Lines of data:
-.-.-

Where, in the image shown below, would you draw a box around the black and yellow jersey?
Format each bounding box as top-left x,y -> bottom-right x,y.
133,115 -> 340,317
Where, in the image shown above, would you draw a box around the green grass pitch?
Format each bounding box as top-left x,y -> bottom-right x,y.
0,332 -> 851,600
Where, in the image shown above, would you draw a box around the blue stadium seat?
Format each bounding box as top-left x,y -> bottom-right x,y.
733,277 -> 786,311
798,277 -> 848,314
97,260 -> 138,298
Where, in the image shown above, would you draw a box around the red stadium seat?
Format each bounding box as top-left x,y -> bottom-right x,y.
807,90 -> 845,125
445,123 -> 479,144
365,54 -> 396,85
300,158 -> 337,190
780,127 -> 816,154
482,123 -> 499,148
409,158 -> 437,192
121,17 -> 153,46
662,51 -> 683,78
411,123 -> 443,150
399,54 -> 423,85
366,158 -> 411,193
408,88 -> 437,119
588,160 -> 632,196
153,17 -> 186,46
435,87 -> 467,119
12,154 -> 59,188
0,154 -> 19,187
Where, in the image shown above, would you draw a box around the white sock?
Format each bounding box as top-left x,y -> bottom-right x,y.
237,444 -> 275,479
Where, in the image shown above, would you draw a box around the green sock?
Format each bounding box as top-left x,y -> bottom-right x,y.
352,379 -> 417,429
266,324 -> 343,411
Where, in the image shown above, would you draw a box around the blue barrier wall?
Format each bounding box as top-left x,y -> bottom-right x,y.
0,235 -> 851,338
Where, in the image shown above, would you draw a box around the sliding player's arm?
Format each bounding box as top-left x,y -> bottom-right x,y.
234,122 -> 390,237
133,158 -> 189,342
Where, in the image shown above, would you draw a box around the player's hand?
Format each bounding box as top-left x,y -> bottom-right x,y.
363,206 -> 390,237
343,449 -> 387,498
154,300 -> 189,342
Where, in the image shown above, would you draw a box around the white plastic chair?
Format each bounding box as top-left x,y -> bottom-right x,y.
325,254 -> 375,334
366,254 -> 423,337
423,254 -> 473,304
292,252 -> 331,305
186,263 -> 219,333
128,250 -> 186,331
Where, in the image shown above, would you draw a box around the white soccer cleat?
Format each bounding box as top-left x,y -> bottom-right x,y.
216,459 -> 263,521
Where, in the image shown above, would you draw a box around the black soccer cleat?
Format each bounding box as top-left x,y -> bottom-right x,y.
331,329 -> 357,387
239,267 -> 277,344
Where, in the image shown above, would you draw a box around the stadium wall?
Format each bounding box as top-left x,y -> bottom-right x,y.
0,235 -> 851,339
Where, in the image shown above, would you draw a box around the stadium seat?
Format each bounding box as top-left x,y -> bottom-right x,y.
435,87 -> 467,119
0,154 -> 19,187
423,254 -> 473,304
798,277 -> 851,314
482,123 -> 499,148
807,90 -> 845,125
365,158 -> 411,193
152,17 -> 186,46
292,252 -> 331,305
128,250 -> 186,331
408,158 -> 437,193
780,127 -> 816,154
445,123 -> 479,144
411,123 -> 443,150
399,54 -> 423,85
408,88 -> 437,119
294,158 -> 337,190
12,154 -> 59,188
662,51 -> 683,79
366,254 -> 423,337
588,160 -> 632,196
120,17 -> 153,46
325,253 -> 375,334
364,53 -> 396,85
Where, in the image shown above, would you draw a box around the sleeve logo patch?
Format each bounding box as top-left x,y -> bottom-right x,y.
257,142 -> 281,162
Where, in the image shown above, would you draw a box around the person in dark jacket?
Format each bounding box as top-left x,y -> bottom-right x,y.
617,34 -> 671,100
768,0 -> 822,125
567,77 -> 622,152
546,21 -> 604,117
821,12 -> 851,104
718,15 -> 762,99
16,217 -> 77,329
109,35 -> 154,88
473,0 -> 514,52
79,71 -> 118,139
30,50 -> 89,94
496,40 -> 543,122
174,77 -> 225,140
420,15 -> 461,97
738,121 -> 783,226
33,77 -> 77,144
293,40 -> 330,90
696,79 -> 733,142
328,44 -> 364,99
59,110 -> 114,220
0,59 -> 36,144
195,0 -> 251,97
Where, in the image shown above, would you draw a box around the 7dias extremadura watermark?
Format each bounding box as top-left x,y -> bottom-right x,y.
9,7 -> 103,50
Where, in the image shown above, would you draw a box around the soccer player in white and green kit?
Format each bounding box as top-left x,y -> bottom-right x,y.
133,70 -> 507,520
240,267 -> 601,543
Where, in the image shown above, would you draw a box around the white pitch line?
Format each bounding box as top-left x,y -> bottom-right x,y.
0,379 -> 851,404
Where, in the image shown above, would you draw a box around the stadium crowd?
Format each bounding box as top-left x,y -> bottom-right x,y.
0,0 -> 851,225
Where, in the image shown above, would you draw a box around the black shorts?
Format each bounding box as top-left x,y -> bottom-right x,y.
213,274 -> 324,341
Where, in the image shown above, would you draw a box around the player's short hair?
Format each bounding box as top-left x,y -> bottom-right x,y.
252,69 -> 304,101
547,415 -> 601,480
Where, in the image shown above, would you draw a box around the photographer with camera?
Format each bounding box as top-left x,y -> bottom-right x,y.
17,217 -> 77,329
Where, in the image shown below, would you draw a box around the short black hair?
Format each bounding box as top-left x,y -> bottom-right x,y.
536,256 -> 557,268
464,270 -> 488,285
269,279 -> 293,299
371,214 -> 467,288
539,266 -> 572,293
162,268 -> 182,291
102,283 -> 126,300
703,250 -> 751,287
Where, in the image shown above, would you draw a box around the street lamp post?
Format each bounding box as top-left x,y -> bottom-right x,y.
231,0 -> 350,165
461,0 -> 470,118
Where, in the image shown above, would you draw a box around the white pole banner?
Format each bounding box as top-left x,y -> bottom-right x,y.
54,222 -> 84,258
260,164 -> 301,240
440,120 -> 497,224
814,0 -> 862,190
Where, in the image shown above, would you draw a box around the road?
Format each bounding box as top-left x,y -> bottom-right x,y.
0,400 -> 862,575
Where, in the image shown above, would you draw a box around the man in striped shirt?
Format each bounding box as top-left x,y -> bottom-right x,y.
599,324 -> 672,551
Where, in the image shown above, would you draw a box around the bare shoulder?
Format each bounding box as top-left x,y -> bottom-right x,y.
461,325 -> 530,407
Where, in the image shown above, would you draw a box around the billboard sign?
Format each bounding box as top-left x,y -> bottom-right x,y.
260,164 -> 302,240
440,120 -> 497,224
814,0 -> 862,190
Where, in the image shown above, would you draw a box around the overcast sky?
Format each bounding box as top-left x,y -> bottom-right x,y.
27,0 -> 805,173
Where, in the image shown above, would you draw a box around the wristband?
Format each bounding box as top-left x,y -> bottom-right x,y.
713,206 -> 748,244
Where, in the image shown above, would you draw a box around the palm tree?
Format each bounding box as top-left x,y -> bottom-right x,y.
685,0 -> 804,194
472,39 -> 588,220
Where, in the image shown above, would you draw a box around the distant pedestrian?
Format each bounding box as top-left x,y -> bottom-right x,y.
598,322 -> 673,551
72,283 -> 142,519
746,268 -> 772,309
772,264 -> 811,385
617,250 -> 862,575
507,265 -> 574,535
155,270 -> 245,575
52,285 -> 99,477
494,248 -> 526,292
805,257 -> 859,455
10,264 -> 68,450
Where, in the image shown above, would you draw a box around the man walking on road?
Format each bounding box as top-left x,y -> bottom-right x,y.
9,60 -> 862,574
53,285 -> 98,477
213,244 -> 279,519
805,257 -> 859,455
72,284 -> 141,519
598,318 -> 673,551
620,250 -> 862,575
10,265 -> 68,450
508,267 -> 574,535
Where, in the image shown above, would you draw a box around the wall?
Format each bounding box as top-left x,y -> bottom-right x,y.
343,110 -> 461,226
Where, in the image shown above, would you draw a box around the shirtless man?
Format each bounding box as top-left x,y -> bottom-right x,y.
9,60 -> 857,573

-.-.-

* **Set task**:
Rewrite all the lines of data above, changing every "bounding box" to "bounding rectangle" and leaving everything else as it is.

* **Worked answer**:
Where, in the image shown below, would you draw a box around the black and yellow jersey?
Format each bounding rectangle as top-left x,y -> bottom-right x,y.
133,115 -> 340,317
Where, in the image shown above, would you draw a box around the green grass pitch?
Format each bounding rectangle as top-left x,y -> bottom-right x,y.
0,332 -> 851,600
Where, in the image shown above, would you draw a box around the blue stadium seat?
Format each bounding rectangle as top-left x,y -> bottom-right x,y.
733,277 -> 786,311
798,277 -> 848,314
97,260 -> 138,298
Where, in the image shown above, would you draw a box around the red stadium seat?
Format each bounding rectangle as top-left x,y -> bottom-right x,y.
807,90 -> 845,125
445,123 -> 479,144
365,54 -> 396,85
300,158 -> 337,190
780,127 -> 816,154
482,123 -> 499,148
409,158 -> 437,192
121,17 -> 153,46
662,51 -> 683,78
411,123 -> 443,150
399,54 -> 423,85
366,158 -> 411,193
408,88 -> 437,119
588,160 -> 632,196
153,17 -> 186,46
435,87 -> 467,119
12,154 -> 59,188
0,154 -> 19,187
Where, in the image shown above, would you draw a box around the white sock?
Format each bounding rectangle as top-left x,y -> bottom-right x,y.
237,444 -> 275,479
Where, in the image shown above, would you draw a box around the green sock?
Format each bounding rectangle as top-left x,y -> bottom-right x,y.
352,379 -> 417,429
266,324 -> 343,411
Where, in the image shown above, would you draw a box around the blue barrier wall?
Format each bounding rectangle as top-left x,y -> bottom-right x,y.
0,235 -> 851,338
Where, in the image shown above, would you draw a box around the sliding player's arm?
Format each bounding rectangle as top-left x,y -> bottom-right x,y.
234,122 -> 390,237
133,158 -> 189,342
Where, in the image shown above, would you draw a box around the player's hand?
Format each bounding rectangle as top-left x,y -> bottom-right x,y.
363,206 -> 390,237
343,449 -> 387,498
154,300 -> 189,342
Where, in the image shown above, would you draw a box around the white plastic chair?
Format each bounding rectangle as top-left x,y -> bottom-right x,y.
325,254 -> 375,334
366,254 -> 423,337
423,254 -> 473,304
292,252 -> 331,305
186,263 -> 219,333
128,250 -> 186,331
Where, in the image shown above, would you draw a box around the white soccer cleat?
Format each bounding rectangle as top-left x,y -> bottom-right x,y.
216,459 -> 263,521
Where, in the image shown above, would you draw a box around the black soccer cleat?
Format each bounding rectangle as top-left x,y -> bottom-right x,y.
331,329 -> 357,387
239,267 -> 277,344
Where, in the image shown above, would you draw a box around the stadium wall?
Format each bounding rectangle as top-left x,y -> bottom-right x,y.
0,235 -> 851,339
Where, in the image shown above, would you draw a box around the stadium seat?
Format each bounding rectangle as top-left x,y -> bottom-right x,y.
435,87 -> 467,119
0,154 -> 19,187
423,254 -> 473,304
798,277 -> 851,314
482,123 -> 499,148
807,90 -> 845,125
365,158 -> 411,193
152,17 -> 186,46
292,252 -> 331,305
128,250 -> 186,331
408,158 -> 437,193
780,127 -> 816,154
445,123 -> 479,144
411,123 -> 443,150
399,54 -> 423,85
408,88 -> 437,119
294,158 -> 337,190
12,154 -> 59,188
662,51 -> 683,79
366,254 -> 423,337
588,160 -> 632,196
120,17 -> 153,46
325,253 -> 375,334
364,53 -> 396,85
Where, in the image shown above, would you draw a box around the sleeve logo patch?
Format each bounding rectangle as top-left x,y -> bottom-right x,y.
257,142 -> 281,162
Where, in the image shown above, would you draw a box around the person in dark jacket?
Format each bounding rectangle as top-left x,y -> bottom-right x,y.
617,34 -> 671,100
768,0 -> 822,125
567,77 -> 622,152
546,21 -> 604,117
821,12 -> 851,104
718,15 -> 762,99
16,217 -> 77,329
109,35 -> 154,88
473,0 -> 514,52
79,71 -> 118,139
30,50 -> 89,94
496,40 -> 543,122
174,77 -> 225,140
420,15 -> 461,97
738,121 -> 783,226
33,77 -> 77,144
293,40 -> 330,90
696,79 -> 733,142
328,44 -> 364,99
59,110 -> 114,220
0,59 -> 36,144
195,0 -> 251,97
Where, in the image shown above, would you draw a box around the 7dias extremadura watermark?
Format each bounding rectangle as top-left x,y -> bottom-right x,y.
9,7 -> 103,50
Where, in the image shown above, would you draw a box around the soccer player in white and green kit?
Format each bounding rectangle as top-left x,y -> bottom-right x,y.
133,70 -> 507,520
240,267 -> 601,543
Where, in the image shown above, would you draw a box around the white pitch line?
Format each bounding rectangle as top-left x,y -> bottom-right x,y.
0,379 -> 851,404
Where, in the image shown above, would you draw a box around the stadium crowd?
Format each bounding rectangle as top-left x,y -> bottom-right x,y.
0,0 -> 851,225
Where, in the image shown above, would you draw a box around the black shorts?
Format each bounding rectangle as top-left x,y -> bottom-right x,y.
213,274 -> 324,341
Where, in the image shown above, would you draw a box around the player's short hair?
Format each bounding rectangle as top-left x,y -> bottom-right x,y.
252,69 -> 304,101
547,415 -> 601,480
Where, in the image shown above, would you draw a box around the photographer with camera?
Format each bounding rectangle as top-left x,y -> bottom-right x,y.
17,217 -> 77,329
Where, in the image shown below, would you draw a box around the short black hair?
Format each bounding rectangle as top-left x,y -> bottom-right x,y.
536,256 -> 557,268
464,270 -> 488,285
269,279 -> 293,299
371,214 -> 467,288
539,266 -> 572,293
162,268 -> 182,291
102,283 -> 126,300
703,250 -> 751,287
Where, in the image shown above, would you draw a box around the street lamp post?
Format each bounding rectangle as top-left x,y -> bottom-right x,y.
231,0 -> 350,165
461,0 -> 470,118
Where, in the image shown above, would you draw a box around the white pole banner?
Format each bounding rectangle as top-left x,y -> bottom-right x,y.
54,222 -> 84,258
260,164 -> 301,240
440,120 -> 497,224
814,0 -> 862,190
Where, in the image shown above, would you draw a box around the road?
Format each bounding rectangle as top-left x,y -> bottom-right x,y.
0,400 -> 862,575
Where, in the image shown above, would you draw a box around the man in striped shirt?
Format each bounding rectangle as top-left x,y -> bottom-right x,y.
599,324 -> 672,551
Where, in the image shown above, would you draw a box around the bare shoulder?
Format each bounding rectangle as top-left x,y -> bottom-right x,y.
461,325 -> 530,407
Where, in the image shown above, would you draw a box around the billboard sign?
Format each bounding rectangle as top-left x,y -> bottom-right x,y.
260,164 -> 302,240
440,120 -> 497,224
814,0 -> 862,190
Where, in the image shown above, would you draw a box around the overcast sky?
Format each bounding rectangle as top-left x,y -> bottom-right x,y.
27,0 -> 805,173
Where, in the image shown above, would you draw a box around the wristband?
Format each bounding rectangle as top-left x,y -> bottom-right x,y.
713,206 -> 748,244
Where, in the image shown above, would you draw a box around the palm tree?
Format each bounding rectangle as top-left x,y -> bottom-right x,y.
685,0 -> 804,194
472,39 -> 588,220
Where, in the image shown above, would you draw a box around the distant pedestrian?
Format each bounding rectangle as top-left x,y -> bottom-right x,y.
598,322 -> 673,551
72,283 -> 142,519
746,268 -> 772,309
772,264 -> 811,385
617,250 -> 862,575
507,265 -> 574,535
155,270 -> 245,575
52,285 -> 99,477
494,248 -> 526,292
805,257 -> 859,455
10,264 -> 68,450
Where, in the image shown above, would you draw a box around the man walking on road?
Format each bounding rectangle as top-left x,y -> bottom-right x,y.
9,60 -> 862,574
53,285 -> 98,477
213,244 -> 279,519
805,257 -> 859,455
72,284 -> 141,519
598,318 -> 673,551
620,250 -> 862,575
10,265 -> 68,450
508,267 -> 574,535
Where, in the image shown above, would you draw a box around the wall?
Format each bounding rectangle as top-left x,y -> bottom-right x,y.
343,110 -> 461,226
Where, in the image shown above, would you draw a box around the shirtless man?
Format each bounding rectangle as top-left x,y -> bottom-right x,y.
9,60 -> 857,573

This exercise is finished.